TASK DETAILS: Give the lines again exactly, from the one holding "Could you point to the large" to the last line of the listing below, both ends included and nothing added.
_ _ _ _
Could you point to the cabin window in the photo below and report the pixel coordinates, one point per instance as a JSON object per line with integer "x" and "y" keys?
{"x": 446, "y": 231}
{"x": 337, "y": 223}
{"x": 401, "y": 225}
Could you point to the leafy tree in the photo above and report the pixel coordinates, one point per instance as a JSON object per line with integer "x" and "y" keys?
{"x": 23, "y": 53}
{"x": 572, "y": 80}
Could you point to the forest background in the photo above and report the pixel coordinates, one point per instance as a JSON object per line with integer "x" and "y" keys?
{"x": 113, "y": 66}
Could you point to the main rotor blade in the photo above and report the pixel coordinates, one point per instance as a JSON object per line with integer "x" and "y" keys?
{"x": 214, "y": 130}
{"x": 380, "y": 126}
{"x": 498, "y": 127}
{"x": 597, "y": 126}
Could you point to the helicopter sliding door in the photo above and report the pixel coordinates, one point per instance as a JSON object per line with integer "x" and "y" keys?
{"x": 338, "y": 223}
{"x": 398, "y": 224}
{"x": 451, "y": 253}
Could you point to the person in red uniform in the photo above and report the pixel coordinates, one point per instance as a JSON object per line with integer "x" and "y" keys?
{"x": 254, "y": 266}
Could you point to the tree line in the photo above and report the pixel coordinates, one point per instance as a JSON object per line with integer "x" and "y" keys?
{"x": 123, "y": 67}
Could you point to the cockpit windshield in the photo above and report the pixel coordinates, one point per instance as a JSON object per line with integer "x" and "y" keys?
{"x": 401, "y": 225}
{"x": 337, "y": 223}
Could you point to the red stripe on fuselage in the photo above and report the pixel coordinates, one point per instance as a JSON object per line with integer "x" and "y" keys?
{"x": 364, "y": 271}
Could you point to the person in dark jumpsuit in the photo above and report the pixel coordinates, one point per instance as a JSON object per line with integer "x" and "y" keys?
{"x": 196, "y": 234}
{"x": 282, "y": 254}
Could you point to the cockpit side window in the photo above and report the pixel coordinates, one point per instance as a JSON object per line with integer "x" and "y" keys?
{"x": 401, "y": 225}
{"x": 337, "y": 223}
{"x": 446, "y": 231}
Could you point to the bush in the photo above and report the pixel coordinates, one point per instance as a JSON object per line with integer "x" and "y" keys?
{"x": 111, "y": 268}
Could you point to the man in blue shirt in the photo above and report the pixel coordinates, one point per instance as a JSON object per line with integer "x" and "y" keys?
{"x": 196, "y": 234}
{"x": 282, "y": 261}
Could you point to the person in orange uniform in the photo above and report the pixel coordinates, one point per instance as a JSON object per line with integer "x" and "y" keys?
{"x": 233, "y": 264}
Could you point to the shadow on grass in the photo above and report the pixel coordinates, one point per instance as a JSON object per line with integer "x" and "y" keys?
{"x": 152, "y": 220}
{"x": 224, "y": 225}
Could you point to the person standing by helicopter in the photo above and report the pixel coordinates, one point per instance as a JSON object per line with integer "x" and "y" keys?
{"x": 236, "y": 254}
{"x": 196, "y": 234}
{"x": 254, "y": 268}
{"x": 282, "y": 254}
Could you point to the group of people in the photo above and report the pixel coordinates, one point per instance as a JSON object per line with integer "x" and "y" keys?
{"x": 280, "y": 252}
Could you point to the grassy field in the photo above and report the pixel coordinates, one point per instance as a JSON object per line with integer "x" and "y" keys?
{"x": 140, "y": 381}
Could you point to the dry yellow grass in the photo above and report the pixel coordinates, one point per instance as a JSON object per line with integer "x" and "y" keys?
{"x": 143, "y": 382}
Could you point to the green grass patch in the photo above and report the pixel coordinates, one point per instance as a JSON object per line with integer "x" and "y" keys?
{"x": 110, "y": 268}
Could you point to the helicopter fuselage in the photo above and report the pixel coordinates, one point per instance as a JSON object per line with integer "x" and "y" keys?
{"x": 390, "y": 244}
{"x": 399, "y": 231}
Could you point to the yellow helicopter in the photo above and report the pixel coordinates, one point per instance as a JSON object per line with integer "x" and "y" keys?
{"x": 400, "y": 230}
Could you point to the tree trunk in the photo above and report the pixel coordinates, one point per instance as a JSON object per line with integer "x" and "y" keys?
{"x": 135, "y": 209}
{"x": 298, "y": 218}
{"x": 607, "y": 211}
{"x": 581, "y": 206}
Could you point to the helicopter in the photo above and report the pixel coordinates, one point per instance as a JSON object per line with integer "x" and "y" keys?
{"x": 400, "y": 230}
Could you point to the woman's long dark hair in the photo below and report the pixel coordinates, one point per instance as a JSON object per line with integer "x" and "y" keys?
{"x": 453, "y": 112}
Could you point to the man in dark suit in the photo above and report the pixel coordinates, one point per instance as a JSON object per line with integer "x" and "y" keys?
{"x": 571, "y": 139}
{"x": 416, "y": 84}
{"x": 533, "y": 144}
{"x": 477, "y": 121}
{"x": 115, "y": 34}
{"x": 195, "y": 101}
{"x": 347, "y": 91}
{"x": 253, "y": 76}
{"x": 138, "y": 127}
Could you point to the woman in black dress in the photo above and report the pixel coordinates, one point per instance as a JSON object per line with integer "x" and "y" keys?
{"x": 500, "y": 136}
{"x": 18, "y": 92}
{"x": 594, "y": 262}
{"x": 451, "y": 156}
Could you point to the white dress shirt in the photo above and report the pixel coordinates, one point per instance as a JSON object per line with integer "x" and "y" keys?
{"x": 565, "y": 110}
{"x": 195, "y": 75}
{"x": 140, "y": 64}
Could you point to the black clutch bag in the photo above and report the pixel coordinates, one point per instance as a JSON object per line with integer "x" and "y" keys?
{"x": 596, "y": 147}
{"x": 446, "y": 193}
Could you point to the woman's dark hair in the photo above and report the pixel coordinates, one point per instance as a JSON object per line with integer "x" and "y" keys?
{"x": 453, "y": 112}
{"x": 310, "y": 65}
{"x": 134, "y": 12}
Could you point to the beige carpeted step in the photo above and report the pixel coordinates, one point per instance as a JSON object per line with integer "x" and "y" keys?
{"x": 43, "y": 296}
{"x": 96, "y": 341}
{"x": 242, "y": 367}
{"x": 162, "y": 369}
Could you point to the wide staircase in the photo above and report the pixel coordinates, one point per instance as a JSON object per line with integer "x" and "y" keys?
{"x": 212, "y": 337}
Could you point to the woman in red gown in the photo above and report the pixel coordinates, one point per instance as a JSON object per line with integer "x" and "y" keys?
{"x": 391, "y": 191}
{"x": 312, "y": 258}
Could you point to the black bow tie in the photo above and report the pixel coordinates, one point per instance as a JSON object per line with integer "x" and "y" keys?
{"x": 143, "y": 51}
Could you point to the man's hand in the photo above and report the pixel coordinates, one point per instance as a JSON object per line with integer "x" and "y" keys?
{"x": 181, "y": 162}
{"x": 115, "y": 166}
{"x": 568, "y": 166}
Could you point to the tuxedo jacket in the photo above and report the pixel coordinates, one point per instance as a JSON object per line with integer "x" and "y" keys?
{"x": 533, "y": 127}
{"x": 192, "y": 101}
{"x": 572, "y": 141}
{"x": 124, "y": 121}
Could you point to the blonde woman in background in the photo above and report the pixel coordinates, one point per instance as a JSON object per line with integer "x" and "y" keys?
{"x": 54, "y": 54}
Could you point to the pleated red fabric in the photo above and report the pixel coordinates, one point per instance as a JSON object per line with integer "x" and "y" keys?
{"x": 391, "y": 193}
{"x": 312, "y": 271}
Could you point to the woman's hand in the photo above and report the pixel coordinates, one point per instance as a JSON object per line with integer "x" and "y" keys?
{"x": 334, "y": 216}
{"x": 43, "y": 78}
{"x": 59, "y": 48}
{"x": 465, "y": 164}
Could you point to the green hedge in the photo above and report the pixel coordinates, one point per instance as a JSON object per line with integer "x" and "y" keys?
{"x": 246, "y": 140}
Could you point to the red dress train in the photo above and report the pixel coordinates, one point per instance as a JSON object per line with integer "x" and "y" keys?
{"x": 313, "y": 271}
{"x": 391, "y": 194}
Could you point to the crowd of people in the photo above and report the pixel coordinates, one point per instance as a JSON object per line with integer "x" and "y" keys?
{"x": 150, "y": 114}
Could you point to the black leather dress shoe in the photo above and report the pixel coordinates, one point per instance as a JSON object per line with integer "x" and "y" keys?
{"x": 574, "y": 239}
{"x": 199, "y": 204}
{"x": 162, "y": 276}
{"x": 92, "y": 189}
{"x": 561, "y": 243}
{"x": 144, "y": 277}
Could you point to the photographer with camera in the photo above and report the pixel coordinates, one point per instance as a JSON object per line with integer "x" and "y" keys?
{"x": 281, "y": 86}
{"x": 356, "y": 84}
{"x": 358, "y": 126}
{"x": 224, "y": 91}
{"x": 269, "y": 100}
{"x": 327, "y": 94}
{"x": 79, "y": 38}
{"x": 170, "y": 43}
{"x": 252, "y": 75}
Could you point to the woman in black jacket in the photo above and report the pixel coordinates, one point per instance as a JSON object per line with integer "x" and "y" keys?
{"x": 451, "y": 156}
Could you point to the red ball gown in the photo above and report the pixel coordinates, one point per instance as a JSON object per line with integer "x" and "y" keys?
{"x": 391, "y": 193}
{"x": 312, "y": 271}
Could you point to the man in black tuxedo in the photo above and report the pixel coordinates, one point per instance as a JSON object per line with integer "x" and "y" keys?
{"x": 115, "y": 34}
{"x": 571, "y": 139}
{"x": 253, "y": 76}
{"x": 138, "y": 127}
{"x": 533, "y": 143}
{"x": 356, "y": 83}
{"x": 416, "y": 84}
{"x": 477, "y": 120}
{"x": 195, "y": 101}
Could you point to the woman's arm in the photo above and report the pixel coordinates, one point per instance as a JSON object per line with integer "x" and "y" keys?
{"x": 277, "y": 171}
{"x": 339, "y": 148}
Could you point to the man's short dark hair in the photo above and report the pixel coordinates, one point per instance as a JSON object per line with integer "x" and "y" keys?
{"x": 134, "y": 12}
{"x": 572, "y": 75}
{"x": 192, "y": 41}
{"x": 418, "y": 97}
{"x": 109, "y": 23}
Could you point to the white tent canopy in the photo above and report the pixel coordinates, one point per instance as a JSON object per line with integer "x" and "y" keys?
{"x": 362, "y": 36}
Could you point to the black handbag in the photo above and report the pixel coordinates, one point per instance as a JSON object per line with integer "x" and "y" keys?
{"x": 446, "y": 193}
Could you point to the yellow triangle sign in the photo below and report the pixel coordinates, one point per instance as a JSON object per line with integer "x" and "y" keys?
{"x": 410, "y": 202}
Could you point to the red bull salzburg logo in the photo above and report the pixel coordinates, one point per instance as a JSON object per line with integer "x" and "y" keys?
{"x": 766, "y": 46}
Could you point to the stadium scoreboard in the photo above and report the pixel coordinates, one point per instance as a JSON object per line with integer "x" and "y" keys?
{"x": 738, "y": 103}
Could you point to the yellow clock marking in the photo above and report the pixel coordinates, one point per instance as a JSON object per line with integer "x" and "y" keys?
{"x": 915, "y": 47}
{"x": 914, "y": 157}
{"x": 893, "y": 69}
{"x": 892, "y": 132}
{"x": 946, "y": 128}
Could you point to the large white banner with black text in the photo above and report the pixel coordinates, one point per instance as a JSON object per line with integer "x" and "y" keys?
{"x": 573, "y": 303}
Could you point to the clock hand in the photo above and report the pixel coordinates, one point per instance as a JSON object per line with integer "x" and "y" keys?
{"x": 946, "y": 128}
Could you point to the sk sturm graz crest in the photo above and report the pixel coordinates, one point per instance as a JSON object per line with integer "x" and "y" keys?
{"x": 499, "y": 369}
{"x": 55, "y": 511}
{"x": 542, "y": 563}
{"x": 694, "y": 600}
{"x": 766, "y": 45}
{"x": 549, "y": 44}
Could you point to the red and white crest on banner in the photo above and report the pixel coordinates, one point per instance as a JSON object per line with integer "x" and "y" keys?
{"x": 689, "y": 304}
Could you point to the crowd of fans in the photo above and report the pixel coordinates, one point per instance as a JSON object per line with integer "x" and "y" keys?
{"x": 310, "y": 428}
_ _ _ _
FINAL RESULT:
Could you point to the large white banner with black text in the photo above and report the pixel coordinates, one point per instance as a JSON object per line with integer "x" and "y" keys?
{"x": 573, "y": 303}
Could you point to the clock hand in the photo above and report the pixel coordinates, one point per instance as a JSON object per line with integer "x" and "y" keys?
{"x": 946, "y": 128}
Could you point to the sk sturm graz crest in the photo above and report the pixel coordinates, one point per instance as a JSON object per line with integer "x" and "y" keys?
{"x": 499, "y": 369}
{"x": 55, "y": 511}
{"x": 542, "y": 563}
{"x": 694, "y": 600}
{"x": 766, "y": 45}
{"x": 549, "y": 44}
Could you point to the red and white crest on banner in the photo above and report the pixel coordinates, one point per instance as a JSON object per line with integer "x" and "y" keys?
{"x": 689, "y": 304}
Could you point to the crowd of fans in the photo above and report the pixel coordinates, one point per instance as a JSON object per line with integer "x" and "y" keys?
{"x": 310, "y": 428}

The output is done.